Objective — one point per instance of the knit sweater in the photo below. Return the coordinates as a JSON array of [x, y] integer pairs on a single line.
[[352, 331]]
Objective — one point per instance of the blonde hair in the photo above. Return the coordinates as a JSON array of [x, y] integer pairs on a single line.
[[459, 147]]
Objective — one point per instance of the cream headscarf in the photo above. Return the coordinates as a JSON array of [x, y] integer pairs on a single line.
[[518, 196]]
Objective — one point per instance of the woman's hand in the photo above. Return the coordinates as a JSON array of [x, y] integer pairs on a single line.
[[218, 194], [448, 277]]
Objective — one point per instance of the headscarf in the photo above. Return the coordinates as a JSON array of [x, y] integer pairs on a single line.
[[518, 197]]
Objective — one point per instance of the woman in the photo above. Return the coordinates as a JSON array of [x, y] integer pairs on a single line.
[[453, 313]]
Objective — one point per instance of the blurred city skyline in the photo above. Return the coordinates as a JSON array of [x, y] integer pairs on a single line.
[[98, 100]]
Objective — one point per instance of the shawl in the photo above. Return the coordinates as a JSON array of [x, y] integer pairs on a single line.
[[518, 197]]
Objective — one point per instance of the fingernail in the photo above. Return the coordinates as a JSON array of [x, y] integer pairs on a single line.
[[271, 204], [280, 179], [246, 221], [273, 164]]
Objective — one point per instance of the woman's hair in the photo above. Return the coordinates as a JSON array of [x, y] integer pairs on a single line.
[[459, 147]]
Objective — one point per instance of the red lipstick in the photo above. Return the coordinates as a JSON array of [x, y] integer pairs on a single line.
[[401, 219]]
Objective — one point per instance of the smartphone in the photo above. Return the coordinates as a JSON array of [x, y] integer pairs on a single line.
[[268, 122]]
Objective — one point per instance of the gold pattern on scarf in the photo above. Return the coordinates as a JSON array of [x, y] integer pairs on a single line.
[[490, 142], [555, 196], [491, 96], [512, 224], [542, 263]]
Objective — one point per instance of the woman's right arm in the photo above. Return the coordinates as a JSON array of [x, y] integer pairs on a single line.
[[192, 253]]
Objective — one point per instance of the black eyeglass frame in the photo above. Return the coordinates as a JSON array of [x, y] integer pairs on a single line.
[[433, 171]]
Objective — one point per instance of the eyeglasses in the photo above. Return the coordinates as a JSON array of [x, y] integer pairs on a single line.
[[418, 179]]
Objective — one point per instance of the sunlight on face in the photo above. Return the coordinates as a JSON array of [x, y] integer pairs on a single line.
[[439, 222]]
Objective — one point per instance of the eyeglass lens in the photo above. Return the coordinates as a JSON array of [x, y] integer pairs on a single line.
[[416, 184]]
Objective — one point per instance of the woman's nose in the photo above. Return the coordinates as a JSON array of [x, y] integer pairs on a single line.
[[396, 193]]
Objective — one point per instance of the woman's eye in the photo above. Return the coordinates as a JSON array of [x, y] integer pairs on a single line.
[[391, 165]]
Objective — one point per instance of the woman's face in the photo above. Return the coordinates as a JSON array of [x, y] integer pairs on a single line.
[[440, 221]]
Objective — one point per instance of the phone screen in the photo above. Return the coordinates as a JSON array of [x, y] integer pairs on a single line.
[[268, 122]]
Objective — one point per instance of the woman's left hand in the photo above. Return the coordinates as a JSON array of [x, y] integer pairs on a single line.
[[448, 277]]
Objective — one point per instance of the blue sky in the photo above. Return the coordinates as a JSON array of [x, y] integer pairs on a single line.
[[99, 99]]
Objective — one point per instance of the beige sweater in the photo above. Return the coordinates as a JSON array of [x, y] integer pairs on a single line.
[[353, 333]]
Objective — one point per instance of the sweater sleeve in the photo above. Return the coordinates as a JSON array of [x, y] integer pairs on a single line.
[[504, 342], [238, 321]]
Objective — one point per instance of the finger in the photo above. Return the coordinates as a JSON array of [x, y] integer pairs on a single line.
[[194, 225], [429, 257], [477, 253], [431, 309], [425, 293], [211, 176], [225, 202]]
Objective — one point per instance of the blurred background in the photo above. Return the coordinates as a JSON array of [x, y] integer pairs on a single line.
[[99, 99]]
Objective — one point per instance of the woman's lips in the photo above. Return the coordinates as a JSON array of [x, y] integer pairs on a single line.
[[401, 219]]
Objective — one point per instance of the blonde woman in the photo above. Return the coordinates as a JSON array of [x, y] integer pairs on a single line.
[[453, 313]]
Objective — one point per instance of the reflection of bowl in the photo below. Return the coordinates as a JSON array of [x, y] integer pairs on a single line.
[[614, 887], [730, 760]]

_EXERCISE PROMPT:_ Make an exact copy of the records.

_RESPONSE:_
Objective — one point per instance of the knit sweater in the photo below. Return the coordinates as a JSON array of [x, y] integer pairs on a single line.
[[352, 331]]
Objective — one point per instance of the blonde hair in the photo above. Return the coordinates as a JSON array of [x, y] integer pairs on a single line.
[[459, 147]]
Objective — one point per instance of the cream headscarf in the photo above. Return the coordinates as a JSON array of [x, y] integer pairs on a single line.
[[518, 196]]
Objective — one point per instance of the woman's hand in the photo above. Return the coordinates as a JSON array of [x, y] integer pairs on a single line.
[[218, 194], [448, 277]]
Objective — one point per instance of the headscarf in the photo above. Return the coordinates as a JSON array of [x, y] integer pairs on a single line.
[[518, 197]]
Objective — one point per instance of the woman in the photo above. Return the coordinates as a JSON array of [x, y] integer pairs on a single line.
[[453, 313]]
Objective — one point per instance of the blurred city skyline in the photo above. Return the coordinates as a JSON array of [x, y] integer pairs on a single line.
[[98, 100]]
Objective — one point per instance of the shawl in the photo above. Return the coordinates as a JSON array of [x, y] integer pairs on a single line.
[[518, 197]]
Objective — one point per instance of the fingernail in the photo above. Return the coordinates as a JSON array of [x, y] integer pairs on a single line.
[[271, 204], [280, 179], [246, 221], [273, 164]]
Objective — one point per instance of the woman's hair in the photo above. Return the coordinates as a JSON array of [x, y] integer pairs on a single line.
[[459, 147]]
Objective — one point per instance of the red lipstick in the photo above. Return the coordinates as a JSON array of [x, y] integer pairs on a single line.
[[401, 219]]
Objective — one point per instance of the smartphone in the photo above. Return the coordinates as a JSON array of [x, y] integer pairs on a single line.
[[268, 122]]
Objective — one point per instance of the gold pattern on scarf in the photo above. Return the coordinates as a JSON array of [x, y] integer pairs on a single line.
[[490, 142], [555, 196], [491, 96], [512, 224], [542, 263]]
Objective — one point per instance of the woman's right arm in the photo above. Return the coordinates as a JSON array of [x, y] integer pairs on a single line.
[[192, 253]]
Objective — one point per instance of the black eyeglass frame in the photo above. Return the coordinates as a JSON array of [x, y] integer pairs on a single line.
[[433, 171]]
Objective — one point per instance of the eyeglasses in the photo above. Return the coordinates as a JSON array of [x, y] integer pairs on a single line.
[[418, 179]]
Objective — one point per instance of the sunlight on face in the photo above. Return the coordinates as a JSON array of [x, y] integer pairs on a single line.
[[439, 222]]
Objective — one point per instance of the eyeglass lens in the photo above. Return the coordinates as a JSON array of [x, y] integer pairs on a single line.
[[416, 184]]
Objective — one point per instance of the woman's nose in the photo above. Return the coordinates as a JSON array of [x, y] integer pairs on a single line.
[[396, 193]]
Objective — one point per instance of the woman's eye in the photo above. Return the coordinates as a JSON array of [x, y] integer pairs on a single line.
[[391, 165]]
Objective — one point per instance of the woman's face in the photo above. Return the coordinates as a JSON array of [x, y] integer pairs on a single line.
[[440, 221]]
Objective — one point per instance of the phone screen in the photo above. Return the coordinates as a JSON array of [x, y] integer pairs on a single line.
[[268, 122]]
Objective — one point per instance of the woman's left hand in the photo above. Return the coordinates as a JSON array of [x, y] integer pairs on a single line.
[[448, 277]]
Objective — one point per instance of the blue sky in the photo above. Return the coordinates as a JSON array of [x, y] integer pairs on a single line.
[[99, 99]]
Objective — one point per instance of the beige sweater in the photo above. Return the coordinates as a JSON array of [x, y] integer pairs on a single line.
[[353, 333]]
Objective — one point per instance of the sweater sleeve in the photo above. Return the coordinates as a JSON array of [x, y] integer pairs on a single line.
[[504, 342], [238, 321]]
Objective — one point per instance of the finger in the photo above. Return the coordinates as a JSON array of [x, y] integer pairs on a single line.
[[194, 225], [429, 257], [477, 253], [431, 309], [425, 293], [211, 176], [225, 202]]
Objective — one point per instance of the blurred background in the photo above. Return the coordinates as a JSON array of [x, y] integer pairs on a single line.
[[99, 99]]
Objective — one point per instance of the woman's lips in the photo above. Return the coordinates as a JSON array of [x, y] integer pairs on a single line.
[[401, 219]]
Objective — one point per instance of the blonde woman in the photo above. Return the coordinates as a JSON array of [x, y] integer pairs on a single line.
[[453, 313]]
Objective — one point per instance of the reflection of bowl in the photo below. Return the coordinates as a JSON array of [x, y] integer pairs on a single line.
[[614, 887], [730, 760]]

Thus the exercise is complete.